Source records:
* * *

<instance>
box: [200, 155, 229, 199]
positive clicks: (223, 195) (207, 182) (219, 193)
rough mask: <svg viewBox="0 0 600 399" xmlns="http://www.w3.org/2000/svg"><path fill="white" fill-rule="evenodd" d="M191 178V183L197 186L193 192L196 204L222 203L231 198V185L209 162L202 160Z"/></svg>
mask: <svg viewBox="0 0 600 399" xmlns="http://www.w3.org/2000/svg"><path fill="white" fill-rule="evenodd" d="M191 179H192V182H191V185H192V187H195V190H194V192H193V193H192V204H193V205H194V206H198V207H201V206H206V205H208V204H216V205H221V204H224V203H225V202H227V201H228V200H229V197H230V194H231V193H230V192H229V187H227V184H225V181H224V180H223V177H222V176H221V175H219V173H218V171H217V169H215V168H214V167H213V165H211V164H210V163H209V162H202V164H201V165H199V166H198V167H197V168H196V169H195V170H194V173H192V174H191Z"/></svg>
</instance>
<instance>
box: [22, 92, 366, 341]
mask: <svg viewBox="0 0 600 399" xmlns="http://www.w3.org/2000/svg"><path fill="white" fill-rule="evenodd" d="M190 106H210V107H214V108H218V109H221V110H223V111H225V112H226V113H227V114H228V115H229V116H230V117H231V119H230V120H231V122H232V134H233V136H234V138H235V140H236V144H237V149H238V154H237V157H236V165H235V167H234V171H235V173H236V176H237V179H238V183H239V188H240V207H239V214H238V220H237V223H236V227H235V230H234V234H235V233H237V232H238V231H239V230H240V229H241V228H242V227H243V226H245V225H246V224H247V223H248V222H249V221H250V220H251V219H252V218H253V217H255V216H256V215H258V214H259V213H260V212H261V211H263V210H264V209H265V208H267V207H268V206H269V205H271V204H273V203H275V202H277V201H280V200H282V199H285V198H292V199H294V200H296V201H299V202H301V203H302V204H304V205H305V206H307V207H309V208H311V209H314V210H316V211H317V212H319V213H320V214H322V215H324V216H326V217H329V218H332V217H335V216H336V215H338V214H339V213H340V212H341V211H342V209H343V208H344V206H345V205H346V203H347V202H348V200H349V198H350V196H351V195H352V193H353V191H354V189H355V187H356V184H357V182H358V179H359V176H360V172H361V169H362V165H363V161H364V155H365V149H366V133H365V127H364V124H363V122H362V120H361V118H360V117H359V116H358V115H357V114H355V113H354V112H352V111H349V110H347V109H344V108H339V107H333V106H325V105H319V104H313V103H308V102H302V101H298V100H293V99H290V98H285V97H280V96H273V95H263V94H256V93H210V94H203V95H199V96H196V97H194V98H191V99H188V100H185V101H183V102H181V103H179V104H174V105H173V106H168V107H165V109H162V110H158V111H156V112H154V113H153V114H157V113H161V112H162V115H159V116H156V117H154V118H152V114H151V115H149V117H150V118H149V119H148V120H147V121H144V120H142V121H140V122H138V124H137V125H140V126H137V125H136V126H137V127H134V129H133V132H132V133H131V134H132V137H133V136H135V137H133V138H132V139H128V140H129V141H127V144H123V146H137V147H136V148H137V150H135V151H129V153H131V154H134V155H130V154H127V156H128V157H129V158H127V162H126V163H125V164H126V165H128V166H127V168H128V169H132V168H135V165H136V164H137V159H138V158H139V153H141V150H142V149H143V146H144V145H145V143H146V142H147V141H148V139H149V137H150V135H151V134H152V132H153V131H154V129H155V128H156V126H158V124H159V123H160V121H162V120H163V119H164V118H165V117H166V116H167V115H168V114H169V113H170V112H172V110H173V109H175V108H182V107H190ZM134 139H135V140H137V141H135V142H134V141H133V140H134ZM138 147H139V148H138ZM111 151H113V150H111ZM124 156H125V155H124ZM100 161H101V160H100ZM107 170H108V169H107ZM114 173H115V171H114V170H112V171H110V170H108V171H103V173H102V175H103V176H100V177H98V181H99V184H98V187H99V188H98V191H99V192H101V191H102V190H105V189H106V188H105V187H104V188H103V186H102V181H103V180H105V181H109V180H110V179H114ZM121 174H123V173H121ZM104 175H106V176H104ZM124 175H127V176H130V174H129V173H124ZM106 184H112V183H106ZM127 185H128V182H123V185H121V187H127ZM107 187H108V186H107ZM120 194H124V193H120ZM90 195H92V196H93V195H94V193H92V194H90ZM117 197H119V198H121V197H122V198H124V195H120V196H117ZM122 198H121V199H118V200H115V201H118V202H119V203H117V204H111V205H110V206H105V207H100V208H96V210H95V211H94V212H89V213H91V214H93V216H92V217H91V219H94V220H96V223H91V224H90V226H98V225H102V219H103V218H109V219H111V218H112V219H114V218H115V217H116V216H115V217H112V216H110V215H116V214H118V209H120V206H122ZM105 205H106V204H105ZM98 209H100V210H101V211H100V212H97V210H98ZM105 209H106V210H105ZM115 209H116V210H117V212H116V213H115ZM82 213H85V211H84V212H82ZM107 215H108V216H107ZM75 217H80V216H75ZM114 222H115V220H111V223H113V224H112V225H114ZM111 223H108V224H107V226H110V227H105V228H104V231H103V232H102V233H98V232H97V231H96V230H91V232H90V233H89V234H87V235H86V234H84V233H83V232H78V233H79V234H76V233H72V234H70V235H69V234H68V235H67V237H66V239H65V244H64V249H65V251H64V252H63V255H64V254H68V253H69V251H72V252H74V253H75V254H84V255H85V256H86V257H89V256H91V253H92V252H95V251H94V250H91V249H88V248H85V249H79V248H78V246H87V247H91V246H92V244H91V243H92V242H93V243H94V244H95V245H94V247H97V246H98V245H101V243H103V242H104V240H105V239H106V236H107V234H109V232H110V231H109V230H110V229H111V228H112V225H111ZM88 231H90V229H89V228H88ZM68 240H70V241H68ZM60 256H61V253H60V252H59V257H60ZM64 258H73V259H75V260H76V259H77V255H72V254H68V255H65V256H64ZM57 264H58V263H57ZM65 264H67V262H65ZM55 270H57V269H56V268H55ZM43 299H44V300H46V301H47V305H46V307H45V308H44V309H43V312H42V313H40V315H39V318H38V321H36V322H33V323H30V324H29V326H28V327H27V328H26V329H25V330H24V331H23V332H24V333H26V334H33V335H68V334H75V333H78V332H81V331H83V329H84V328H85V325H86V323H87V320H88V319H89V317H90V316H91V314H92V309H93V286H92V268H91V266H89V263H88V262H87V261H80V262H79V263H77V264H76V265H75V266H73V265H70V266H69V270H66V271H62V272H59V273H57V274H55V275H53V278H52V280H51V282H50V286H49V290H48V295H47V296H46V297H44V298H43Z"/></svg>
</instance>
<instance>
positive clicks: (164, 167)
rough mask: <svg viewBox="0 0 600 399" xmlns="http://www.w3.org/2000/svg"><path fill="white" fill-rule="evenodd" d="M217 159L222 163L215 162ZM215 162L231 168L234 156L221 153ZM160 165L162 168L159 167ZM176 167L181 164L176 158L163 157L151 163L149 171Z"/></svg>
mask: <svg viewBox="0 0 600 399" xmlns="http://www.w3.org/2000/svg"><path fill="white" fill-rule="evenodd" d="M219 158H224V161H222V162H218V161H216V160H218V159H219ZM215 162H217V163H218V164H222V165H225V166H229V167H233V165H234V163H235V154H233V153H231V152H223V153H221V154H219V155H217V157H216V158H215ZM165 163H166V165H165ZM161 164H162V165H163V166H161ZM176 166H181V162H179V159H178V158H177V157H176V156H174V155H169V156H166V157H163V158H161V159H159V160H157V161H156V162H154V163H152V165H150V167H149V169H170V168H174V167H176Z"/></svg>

* * *

#### Problem to solve:
Please make the answer a complete, exact reproduction of the records.

#### Output for this task:
<instance>
box: [200, 155, 229, 199]
positive clicks: (223, 195) (207, 182) (219, 193)
rough mask: <svg viewBox="0 0 600 399" xmlns="http://www.w3.org/2000/svg"><path fill="white" fill-rule="evenodd" d="M191 178V183L197 186L193 192L196 204L222 203L231 198V185L209 162L202 160Z"/></svg>
mask: <svg viewBox="0 0 600 399" xmlns="http://www.w3.org/2000/svg"><path fill="white" fill-rule="evenodd" d="M191 179H192V182H191V185H192V187H195V190H194V192H193V193H192V204H193V205H194V206H198V207H201V206H206V205H208V204H216V205H221V204H224V203H225V202H227V201H228V200H229V197H230V194H231V193H230V192H229V187H227V184H225V181H224V180H223V177H222V176H221V175H219V173H218V171H217V169H215V168H214V167H213V165H211V164H210V163H209V162H202V164H201V165H199V166H198V167H197V168H196V169H195V170H194V173H192V174H191Z"/></svg>
</instance>
<instance>
box: [22, 92, 366, 341]
mask: <svg viewBox="0 0 600 399" xmlns="http://www.w3.org/2000/svg"><path fill="white" fill-rule="evenodd" d="M190 106H210V107H214V108H218V109H221V110H223V111H225V112H226V113H227V114H228V115H229V116H230V117H231V119H230V120H231V122H232V134H233V136H234V138H235V140H236V144H237V149H238V154H237V157H236V165H235V167H234V171H235V173H236V176H237V179H238V183H239V188H240V207H239V214H238V220H237V223H236V227H235V230H234V234H235V233H237V232H238V231H239V230H240V229H241V228H242V227H243V226H245V225H246V224H247V223H248V222H249V221H250V220H251V219H252V218H253V217H255V216H256V215H258V214H259V213H260V212H261V211H263V210H264V209H265V208H267V207H268V206H269V205H271V204H273V203H275V202H277V201H280V200H282V199H285V198H292V199H294V200H296V201H299V202H301V203H302V204H304V205H305V206H307V207H309V208H311V209H314V210H316V211H317V212H319V213H320V214H322V215H324V216H326V217H329V218H332V217H335V216H336V215H338V214H339V213H340V212H341V211H342V209H343V208H344V206H345V205H346V203H347V202H348V200H349V198H350V196H351V195H352V193H353V191H354V189H355V187H356V184H357V182H358V179H359V176H360V172H361V169H362V165H363V161H364V155H365V149H366V133H365V127H364V124H363V122H362V120H361V118H360V117H359V116H358V115H357V114H355V113H354V112H352V111H349V110H347V109H344V108H339V107H333V106H325V105H319V104H313V103H308V102H302V101H298V100H293V99H290V98H285V97H280V96H273V95H263V94H256V93H210V94H203V95H199V96H196V97H194V98H191V99H188V100H185V101H183V102H181V103H179V104H174V105H173V106H168V107H165V109H162V110H158V111H156V112H154V113H153V114H157V113H161V112H162V115H159V116H156V117H154V118H152V114H151V115H149V117H150V118H149V119H148V120H147V121H144V120H142V121H140V122H138V124H137V125H140V126H137V125H136V126H137V127H134V129H133V132H132V133H131V134H132V137H133V136H135V137H133V138H132V139H128V140H129V141H127V144H123V146H137V147H136V148H137V150H135V151H129V153H131V154H134V155H130V154H127V156H128V157H129V158H127V162H126V163H125V164H126V165H128V166H127V168H128V169H132V168H135V165H136V164H137V159H138V158H139V153H141V150H142V149H143V146H144V145H145V143H146V142H147V141H148V139H149V137H150V135H151V134H152V132H153V131H154V129H155V128H156V126H158V124H159V123H160V121H162V120H163V119H164V118H165V117H166V116H167V115H168V114H169V113H170V112H172V110H173V109H175V108H182V107H190ZM134 139H135V140H137V141H135V142H134V141H133V140H134ZM138 147H139V148H138ZM111 151H113V150H111ZM124 156H125V155H124ZM100 161H101V160H100ZM107 170H108V169H107ZM114 173H115V171H114V170H112V171H110V170H108V171H103V173H102V175H103V176H100V177H98V181H99V184H98V187H99V188H98V191H99V192H101V191H102V190H105V189H106V188H105V187H104V188H103V186H102V181H103V180H105V181H109V180H110V179H114ZM121 174H123V173H121ZM104 175H106V176H104ZM124 175H127V176H130V174H129V173H124ZM106 184H112V183H106ZM127 185H128V182H123V185H121V187H127ZM107 187H108V186H107ZM120 194H124V193H120ZM90 195H92V196H93V195H94V193H92V194H90ZM117 197H119V198H121V197H122V198H124V195H120V196H117ZM122 198H121V199H118V200H115V201H118V202H119V203H117V204H111V205H110V206H105V207H100V208H96V210H95V211H94V212H89V213H91V214H93V216H92V217H91V219H94V220H96V223H91V224H90V226H98V225H102V219H103V218H109V219H111V218H112V219H114V218H115V217H116V216H115V217H112V216H110V215H116V214H118V209H120V206H122ZM105 205H106V204H105ZM98 209H100V210H101V211H100V212H97V210H98ZM105 209H106V210H105ZM115 209H116V210H117V212H116V213H115ZM82 213H85V211H84V212H82ZM107 215H108V216H107ZM75 217H80V216H75ZM114 222H115V220H111V223H113V224H112V225H114ZM111 223H108V224H107V226H110V227H105V228H104V231H103V232H102V233H98V232H97V231H96V230H91V232H90V233H89V234H87V235H86V234H84V233H83V232H78V233H79V234H76V233H72V234H70V235H69V234H68V235H67V237H66V239H65V244H64V249H65V251H64V252H63V255H64V254H68V253H69V251H72V252H74V253H75V254H84V255H85V256H86V257H89V256H91V253H92V252H95V251H94V250H91V249H88V248H85V249H79V248H78V246H87V247H91V246H92V244H91V243H92V242H93V243H94V244H95V245H94V247H97V246H98V245H101V243H103V242H104V240H105V239H106V236H107V234H109V232H110V231H109V230H110V229H111V228H112V225H111ZM88 231H90V229H89V228H88ZM68 240H70V241H68ZM60 256H61V253H60V252H59V257H60ZM64 258H73V259H75V260H76V259H77V255H72V254H68V255H65V256H64ZM57 264H58V263H57ZM65 264H67V262H65ZM55 270H57V269H56V268H55ZM43 299H44V300H46V301H47V305H46V307H45V308H44V309H43V312H42V313H40V315H39V318H38V321H36V322H33V323H30V324H29V326H28V327H27V328H26V329H25V330H24V331H23V332H24V333H26V334H33V335H68V334H75V333H78V332H81V331H83V329H84V328H85V325H86V323H87V320H88V319H89V317H90V316H91V314H92V309H93V286H92V268H91V266H89V263H88V262H87V261H80V262H79V263H77V264H76V265H75V266H73V265H70V266H69V270H66V271H62V272H59V273H57V274H55V275H53V278H52V280H51V282H50V286H49V290H48V295H47V296H46V297H44V298H43Z"/></svg>
</instance>
<instance>
positive clicks: (164, 167)
rough mask: <svg viewBox="0 0 600 399" xmlns="http://www.w3.org/2000/svg"><path fill="white" fill-rule="evenodd" d="M217 159L222 163L215 162ZM215 162L231 168L234 156L221 153ZM160 165L162 168L159 167ZM176 167L181 164L176 158L163 157L151 163L149 171Z"/></svg>
mask: <svg viewBox="0 0 600 399" xmlns="http://www.w3.org/2000/svg"><path fill="white" fill-rule="evenodd" d="M219 158H224V161H222V162H218V161H216V160H218V159H219ZM215 162H217V163H218V164H222V165H225V166H229V167H233V165H234V163H235V154H233V153H231V152H223V153H221V154H219V155H217V157H216V158H215ZM165 163H166V165H165ZM161 164H162V165H163V166H161ZM176 166H181V162H179V159H178V158H177V157H176V156H174V155H169V156H166V157H163V158H161V159H159V160H157V161H156V162H154V163H152V165H150V167H149V169H170V168H174V167H176Z"/></svg>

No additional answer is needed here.